>> START DATA FOR THE TASK

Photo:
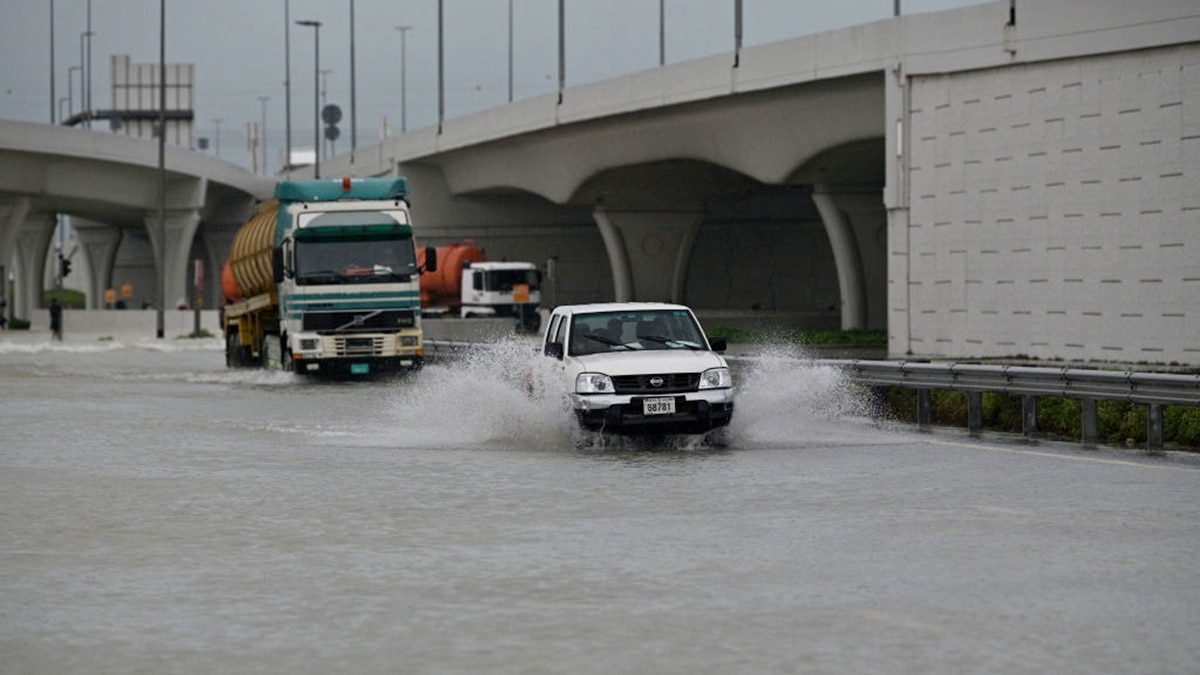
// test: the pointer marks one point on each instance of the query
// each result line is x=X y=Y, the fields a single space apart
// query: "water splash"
x=784 y=396
x=481 y=398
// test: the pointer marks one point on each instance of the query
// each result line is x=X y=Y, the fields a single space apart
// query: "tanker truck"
x=324 y=280
x=469 y=285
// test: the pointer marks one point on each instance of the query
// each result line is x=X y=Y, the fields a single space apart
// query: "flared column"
x=180 y=230
x=99 y=243
x=851 y=279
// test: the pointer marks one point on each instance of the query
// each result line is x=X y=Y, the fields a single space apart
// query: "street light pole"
x=71 y=89
x=287 y=90
x=510 y=51
x=324 y=102
x=161 y=320
x=442 y=93
x=52 y=65
x=89 y=64
x=403 y=78
x=262 y=132
x=316 y=94
x=663 y=33
x=562 y=51
x=83 y=72
x=354 y=117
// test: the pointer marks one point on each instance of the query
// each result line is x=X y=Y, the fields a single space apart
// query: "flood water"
x=162 y=514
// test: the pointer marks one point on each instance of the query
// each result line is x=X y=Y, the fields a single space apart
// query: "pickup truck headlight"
x=593 y=383
x=715 y=378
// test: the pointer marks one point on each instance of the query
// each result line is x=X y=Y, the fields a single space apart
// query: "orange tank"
x=250 y=255
x=443 y=287
x=228 y=286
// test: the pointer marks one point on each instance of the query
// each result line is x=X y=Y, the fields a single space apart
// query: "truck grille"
x=351 y=346
x=359 y=321
x=670 y=383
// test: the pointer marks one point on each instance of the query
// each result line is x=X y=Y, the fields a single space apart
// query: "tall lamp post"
x=316 y=95
x=71 y=89
x=262 y=132
x=403 y=79
x=83 y=71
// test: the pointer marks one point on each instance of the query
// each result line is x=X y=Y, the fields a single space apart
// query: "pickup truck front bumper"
x=695 y=412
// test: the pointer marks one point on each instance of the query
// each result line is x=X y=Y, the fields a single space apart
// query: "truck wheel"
x=288 y=364
x=233 y=352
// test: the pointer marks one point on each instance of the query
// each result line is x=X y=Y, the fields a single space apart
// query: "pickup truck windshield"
x=645 y=329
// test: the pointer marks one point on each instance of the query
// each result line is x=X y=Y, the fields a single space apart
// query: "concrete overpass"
x=1011 y=179
x=109 y=187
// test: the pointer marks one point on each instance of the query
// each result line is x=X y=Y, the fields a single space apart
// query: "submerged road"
x=162 y=514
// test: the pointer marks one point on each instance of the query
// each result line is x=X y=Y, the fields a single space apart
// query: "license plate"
x=658 y=406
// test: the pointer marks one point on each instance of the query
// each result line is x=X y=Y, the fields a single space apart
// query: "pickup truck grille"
x=669 y=383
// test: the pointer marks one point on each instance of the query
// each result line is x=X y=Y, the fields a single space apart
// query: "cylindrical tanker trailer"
x=324 y=280
x=469 y=285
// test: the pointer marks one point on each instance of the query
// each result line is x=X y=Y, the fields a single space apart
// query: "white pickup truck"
x=640 y=368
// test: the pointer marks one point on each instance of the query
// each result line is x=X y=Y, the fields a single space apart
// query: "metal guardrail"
x=1153 y=389
x=1067 y=382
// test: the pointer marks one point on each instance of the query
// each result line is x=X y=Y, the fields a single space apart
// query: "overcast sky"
x=238 y=48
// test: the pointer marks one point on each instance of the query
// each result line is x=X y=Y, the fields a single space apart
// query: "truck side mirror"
x=277 y=263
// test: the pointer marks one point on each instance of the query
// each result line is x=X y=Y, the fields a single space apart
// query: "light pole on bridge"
x=316 y=94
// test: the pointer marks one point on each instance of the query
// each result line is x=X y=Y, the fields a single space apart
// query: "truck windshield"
x=354 y=261
x=503 y=280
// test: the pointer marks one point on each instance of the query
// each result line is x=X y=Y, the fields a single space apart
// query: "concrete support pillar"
x=649 y=251
x=851 y=278
x=217 y=238
x=99 y=244
x=12 y=217
x=180 y=230
x=34 y=238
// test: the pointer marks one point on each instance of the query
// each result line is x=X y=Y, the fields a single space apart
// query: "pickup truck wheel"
x=288 y=364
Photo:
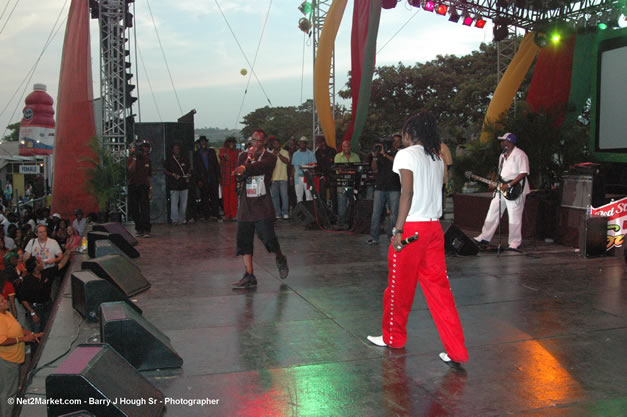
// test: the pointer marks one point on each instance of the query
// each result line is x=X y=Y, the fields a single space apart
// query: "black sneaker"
x=281 y=263
x=248 y=281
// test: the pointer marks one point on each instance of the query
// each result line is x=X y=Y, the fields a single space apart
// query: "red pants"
x=421 y=261
x=229 y=198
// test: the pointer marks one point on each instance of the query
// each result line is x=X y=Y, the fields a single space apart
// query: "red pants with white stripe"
x=229 y=198
x=421 y=261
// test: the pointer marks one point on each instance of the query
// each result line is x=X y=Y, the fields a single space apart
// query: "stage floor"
x=545 y=329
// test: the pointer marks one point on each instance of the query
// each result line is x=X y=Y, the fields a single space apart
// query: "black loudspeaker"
x=455 y=241
x=103 y=383
x=89 y=291
x=136 y=339
x=120 y=271
x=106 y=247
x=593 y=237
x=362 y=216
x=117 y=239
x=162 y=136
x=115 y=228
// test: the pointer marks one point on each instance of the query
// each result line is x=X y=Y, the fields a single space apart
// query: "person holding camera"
x=139 y=188
x=387 y=186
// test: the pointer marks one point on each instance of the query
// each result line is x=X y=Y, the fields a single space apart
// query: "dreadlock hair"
x=423 y=128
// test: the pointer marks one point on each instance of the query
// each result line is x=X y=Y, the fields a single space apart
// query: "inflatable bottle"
x=37 y=126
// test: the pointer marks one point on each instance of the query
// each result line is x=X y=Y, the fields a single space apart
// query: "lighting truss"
x=528 y=14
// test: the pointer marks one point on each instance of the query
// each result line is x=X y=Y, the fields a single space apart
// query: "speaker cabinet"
x=115 y=228
x=136 y=339
x=106 y=247
x=117 y=239
x=89 y=291
x=104 y=383
x=119 y=271
x=455 y=241
x=593 y=237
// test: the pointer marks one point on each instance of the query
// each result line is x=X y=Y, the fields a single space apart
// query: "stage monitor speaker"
x=115 y=228
x=117 y=239
x=362 y=216
x=120 y=271
x=457 y=242
x=103 y=383
x=106 y=247
x=593 y=237
x=89 y=291
x=136 y=339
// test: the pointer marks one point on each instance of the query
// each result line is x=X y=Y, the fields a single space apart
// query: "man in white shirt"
x=513 y=169
x=80 y=223
x=422 y=260
x=47 y=250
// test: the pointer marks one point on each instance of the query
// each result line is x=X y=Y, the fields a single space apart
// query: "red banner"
x=616 y=212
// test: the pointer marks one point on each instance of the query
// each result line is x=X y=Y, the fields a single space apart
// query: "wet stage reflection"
x=545 y=331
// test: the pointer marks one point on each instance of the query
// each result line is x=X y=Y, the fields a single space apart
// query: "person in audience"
x=34 y=293
x=80 y=223
x=12 y=355
x=8 y=291
x=46 y=250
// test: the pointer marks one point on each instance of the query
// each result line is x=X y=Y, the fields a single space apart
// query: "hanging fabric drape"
x=510 y=83
x=322 y=70
x=75 y=118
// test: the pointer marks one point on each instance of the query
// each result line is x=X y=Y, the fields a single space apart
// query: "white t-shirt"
x=516 y=164
x=48 y=250
x=428 y=176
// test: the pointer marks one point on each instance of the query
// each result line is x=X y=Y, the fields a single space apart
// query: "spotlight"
x=540 y=39
x=454 y=16
x=305 y=8
x=500 y=32
x=467 y=19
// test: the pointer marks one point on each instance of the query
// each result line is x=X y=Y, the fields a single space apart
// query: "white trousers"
x=514 y=212
x=299 y=188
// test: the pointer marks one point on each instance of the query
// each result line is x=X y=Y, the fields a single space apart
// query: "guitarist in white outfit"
x=514 y=169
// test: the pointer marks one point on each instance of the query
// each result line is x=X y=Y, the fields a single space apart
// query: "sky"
x=204 y=59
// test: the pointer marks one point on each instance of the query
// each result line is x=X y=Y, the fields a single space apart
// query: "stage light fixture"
x=540 y=39
x=454 y=16
x=305 y=8
x=467 y=20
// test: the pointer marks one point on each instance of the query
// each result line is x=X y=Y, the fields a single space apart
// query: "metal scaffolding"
x=115 y=22
x=320 y=10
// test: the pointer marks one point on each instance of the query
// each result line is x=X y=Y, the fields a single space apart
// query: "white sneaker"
x=377 y=340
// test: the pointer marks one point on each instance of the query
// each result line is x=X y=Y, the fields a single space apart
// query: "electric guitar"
x=511 y=194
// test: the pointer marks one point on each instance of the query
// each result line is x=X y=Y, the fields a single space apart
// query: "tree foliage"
x=14 y=134
x=457 y=90
x=282 y=122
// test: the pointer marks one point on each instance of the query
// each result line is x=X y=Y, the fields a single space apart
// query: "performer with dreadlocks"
x=421 y=171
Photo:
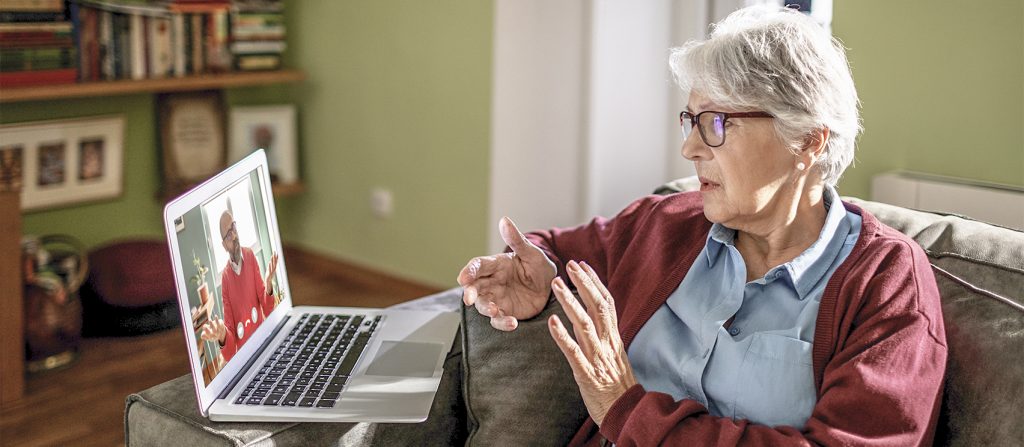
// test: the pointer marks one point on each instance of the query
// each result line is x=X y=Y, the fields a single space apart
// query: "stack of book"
x=257 y=34
x=139 y=39
x=37 y=45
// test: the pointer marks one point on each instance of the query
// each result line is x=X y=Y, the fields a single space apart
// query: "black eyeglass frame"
x=695 y=122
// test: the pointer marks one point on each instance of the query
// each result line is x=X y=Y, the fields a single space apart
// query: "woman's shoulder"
x=681 y=205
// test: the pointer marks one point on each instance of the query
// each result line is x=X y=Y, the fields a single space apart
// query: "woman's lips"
x=708 y=185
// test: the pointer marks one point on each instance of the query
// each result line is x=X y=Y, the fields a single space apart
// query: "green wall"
x=942 y=88
x=136 y=213
x=397 y=96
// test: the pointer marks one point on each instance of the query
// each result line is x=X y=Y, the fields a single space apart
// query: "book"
x=198 y=48
x=178 y=46
x=136 y=46
x=105 y=41
x=38 y=77
x=32 y=5
x=159 y=48
x=218 y=58
x=20 y=16
x=255 y=62
x=249 y=47
x=32 y=27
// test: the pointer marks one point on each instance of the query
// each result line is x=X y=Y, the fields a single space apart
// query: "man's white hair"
x=781 y=61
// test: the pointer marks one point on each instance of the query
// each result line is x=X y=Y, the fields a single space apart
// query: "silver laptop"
x=256 y=357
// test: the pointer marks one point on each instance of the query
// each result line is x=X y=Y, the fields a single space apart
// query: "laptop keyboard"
x=312 y=363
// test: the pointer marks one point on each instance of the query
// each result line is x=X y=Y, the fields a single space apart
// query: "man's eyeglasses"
x=712 y=124
x=230 y=230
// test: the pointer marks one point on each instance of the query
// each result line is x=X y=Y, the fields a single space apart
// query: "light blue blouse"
x=759 y=368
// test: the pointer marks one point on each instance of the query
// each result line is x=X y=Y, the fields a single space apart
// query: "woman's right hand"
x=509 y=286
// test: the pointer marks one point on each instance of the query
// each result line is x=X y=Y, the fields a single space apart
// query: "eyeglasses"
x=712 y=124
x=230 y=230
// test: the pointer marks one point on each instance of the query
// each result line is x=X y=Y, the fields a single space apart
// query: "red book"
x=39 y=77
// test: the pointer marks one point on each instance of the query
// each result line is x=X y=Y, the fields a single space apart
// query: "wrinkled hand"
x=271 y=268
x=509 y=286
x=597 y=356
x=214 y=330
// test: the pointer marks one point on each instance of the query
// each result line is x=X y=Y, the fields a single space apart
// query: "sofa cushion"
x=517 y=386
x=980 y=272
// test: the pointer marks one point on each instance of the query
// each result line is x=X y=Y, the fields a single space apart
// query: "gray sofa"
x=515 y=389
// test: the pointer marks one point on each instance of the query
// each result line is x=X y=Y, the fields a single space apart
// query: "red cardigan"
x=244 y=296
x=880 y=349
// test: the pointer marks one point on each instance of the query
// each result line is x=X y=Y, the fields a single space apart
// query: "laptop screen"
x=226 y=255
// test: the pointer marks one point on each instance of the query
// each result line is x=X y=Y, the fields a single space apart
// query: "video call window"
x=226 y=253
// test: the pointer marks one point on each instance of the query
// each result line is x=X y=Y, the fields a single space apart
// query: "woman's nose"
x=694 y=148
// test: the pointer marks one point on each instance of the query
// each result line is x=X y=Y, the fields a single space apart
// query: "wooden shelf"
x=112 y=88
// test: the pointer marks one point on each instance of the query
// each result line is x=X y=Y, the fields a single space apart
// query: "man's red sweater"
x=246 y=302
x=880 y=350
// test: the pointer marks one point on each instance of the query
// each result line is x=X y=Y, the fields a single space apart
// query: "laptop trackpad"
x=408 y=359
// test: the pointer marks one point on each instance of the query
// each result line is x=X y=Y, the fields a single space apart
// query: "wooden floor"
x=84 y=404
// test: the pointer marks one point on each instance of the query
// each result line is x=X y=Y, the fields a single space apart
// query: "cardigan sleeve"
x=882 y=385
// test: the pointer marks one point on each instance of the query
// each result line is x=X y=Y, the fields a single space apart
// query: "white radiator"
x=999 y=205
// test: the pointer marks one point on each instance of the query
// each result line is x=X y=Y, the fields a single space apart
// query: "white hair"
x=778 y=60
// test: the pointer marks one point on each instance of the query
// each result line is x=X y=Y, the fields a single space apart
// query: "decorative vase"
x=204 y=294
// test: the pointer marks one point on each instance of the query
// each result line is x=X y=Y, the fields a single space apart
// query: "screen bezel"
x=207 y=394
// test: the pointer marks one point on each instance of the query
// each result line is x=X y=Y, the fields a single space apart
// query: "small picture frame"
x=270 y=128
x=192 y=137
x=66 y=162
x=11 y=167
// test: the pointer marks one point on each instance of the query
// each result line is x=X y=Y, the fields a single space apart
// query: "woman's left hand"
x=597 y=356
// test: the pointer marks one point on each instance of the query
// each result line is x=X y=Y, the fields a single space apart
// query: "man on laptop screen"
x=246 y=298
x=227 y=231
x=254 y=355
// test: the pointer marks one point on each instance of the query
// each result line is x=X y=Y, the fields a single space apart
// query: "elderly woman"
x=762 y=309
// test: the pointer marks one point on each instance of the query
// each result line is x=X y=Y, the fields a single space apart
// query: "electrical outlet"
x=381 y=203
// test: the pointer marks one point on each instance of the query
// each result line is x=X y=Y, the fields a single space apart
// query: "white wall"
x=585 y=115
x=537 y=120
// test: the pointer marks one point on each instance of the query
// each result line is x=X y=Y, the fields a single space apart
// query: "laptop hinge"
x=249 y=364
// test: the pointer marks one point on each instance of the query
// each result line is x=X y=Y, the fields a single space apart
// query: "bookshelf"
x=114 y=88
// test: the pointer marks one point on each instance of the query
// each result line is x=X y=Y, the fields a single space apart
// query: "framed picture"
x=192 y=136
x=57 y=163
x=270 y=128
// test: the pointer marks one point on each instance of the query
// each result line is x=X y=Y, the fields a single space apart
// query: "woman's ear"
x=814 y=144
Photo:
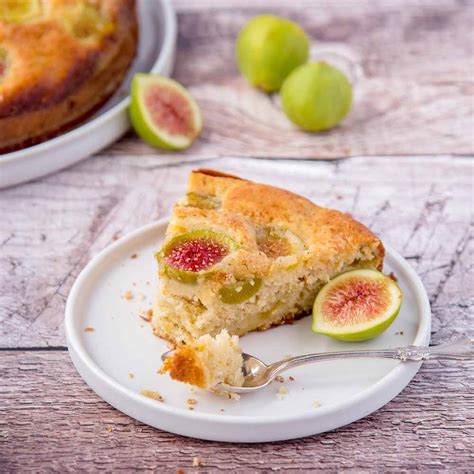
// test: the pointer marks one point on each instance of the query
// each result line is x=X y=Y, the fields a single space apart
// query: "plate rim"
x=399 y=376
x=76 y=133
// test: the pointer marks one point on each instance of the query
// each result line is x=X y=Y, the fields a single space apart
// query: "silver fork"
x=257 y=374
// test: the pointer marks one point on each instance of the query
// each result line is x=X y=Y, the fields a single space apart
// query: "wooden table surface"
x=405 y=169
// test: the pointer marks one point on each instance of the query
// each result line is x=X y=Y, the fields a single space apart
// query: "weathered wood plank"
x=412 y=62
x=52 y=227
x=50 y=420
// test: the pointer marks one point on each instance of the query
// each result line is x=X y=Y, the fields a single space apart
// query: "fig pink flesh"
x=355 y=301
x=196 y=255
x=169 y=110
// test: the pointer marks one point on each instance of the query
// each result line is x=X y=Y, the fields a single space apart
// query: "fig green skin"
x=268 y=49
x=185 y=276
x=316 y=97
x=229 y=295
x=144 y=129
x=368 y=333
x=363 y=335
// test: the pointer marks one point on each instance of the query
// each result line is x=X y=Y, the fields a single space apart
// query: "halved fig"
x=192 y=255
x=163 y=113
x=236 y=293
x=86 y=21
x=356 y=305
x=203 y=201
x=18 y=11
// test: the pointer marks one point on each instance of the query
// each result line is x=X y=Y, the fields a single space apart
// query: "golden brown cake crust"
x=285 y=249
x=53 y=78
x=324 y=231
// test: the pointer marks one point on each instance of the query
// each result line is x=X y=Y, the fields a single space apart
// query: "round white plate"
x=156 y=48
x=123 y=344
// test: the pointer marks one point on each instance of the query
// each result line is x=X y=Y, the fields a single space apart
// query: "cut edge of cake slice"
x=267 y=252
x=207 y=362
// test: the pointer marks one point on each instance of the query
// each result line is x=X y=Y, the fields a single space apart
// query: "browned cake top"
x=245 y=208
x=49 y=50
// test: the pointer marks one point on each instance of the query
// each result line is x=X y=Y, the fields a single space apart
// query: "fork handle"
x=461 y=349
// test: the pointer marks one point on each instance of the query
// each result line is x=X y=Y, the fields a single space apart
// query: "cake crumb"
x=127 y=295
x=282 y=392
x=152 y=394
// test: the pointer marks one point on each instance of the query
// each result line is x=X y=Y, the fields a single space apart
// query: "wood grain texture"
x=51 y=228
x=412 y=63
x=50 y=419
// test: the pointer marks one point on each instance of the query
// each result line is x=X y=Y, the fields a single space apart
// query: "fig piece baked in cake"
x=60 y=60
x=207 y=362
x=244 y=256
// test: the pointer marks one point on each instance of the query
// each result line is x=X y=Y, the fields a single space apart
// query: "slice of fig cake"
x=242 y=256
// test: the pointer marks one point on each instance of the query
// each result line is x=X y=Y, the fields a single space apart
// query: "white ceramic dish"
x=122 y=343
x=156 y=49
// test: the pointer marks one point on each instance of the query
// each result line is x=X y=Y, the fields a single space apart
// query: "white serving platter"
x=123 y=344
x=156 y=49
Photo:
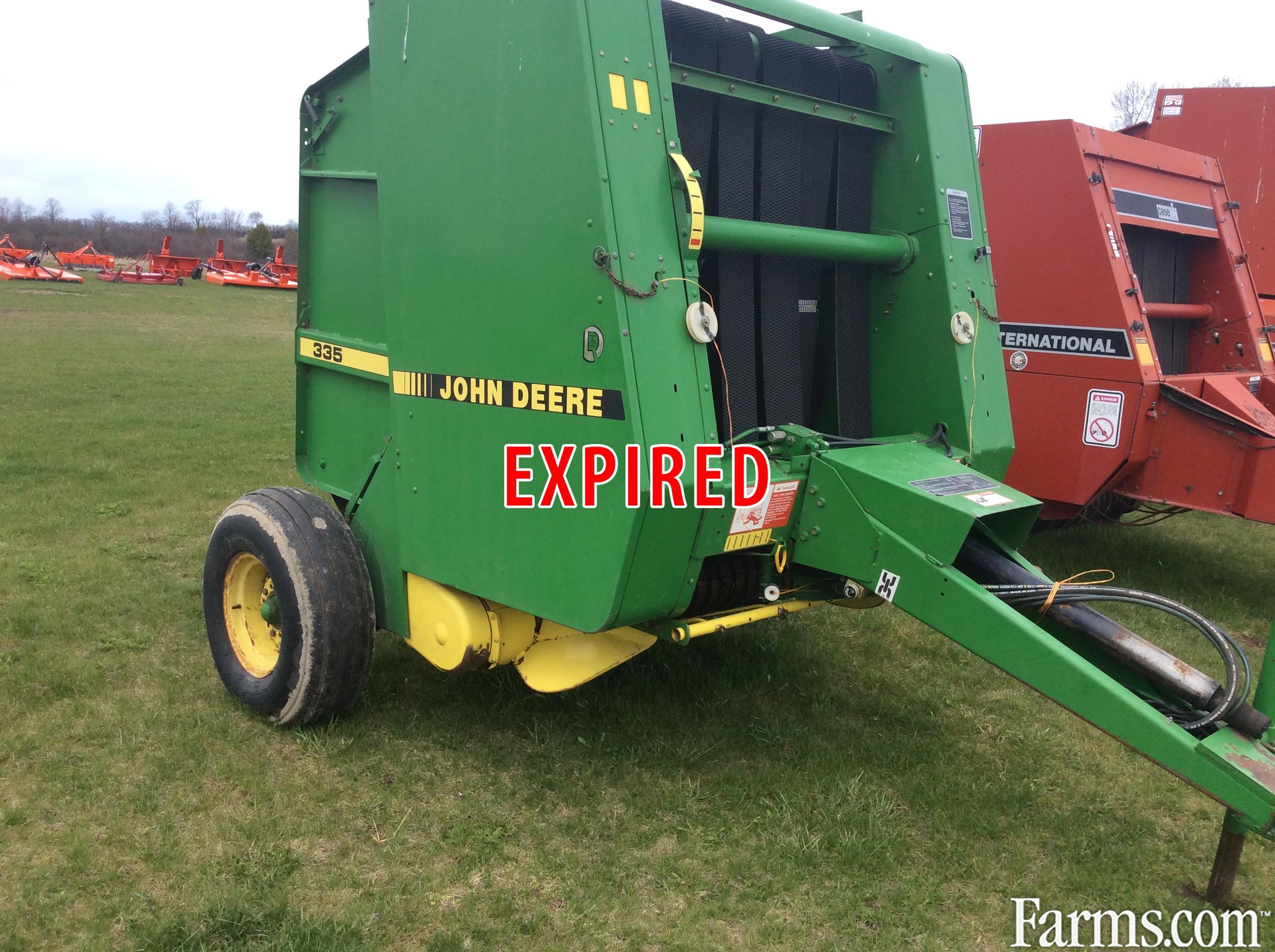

>> END DATA FOR THE TASK

WHAT THIS TASK INVOLVES
How many lines in the records above contain the word "green"? Reply with the number alone.

TASK OUTPUT
2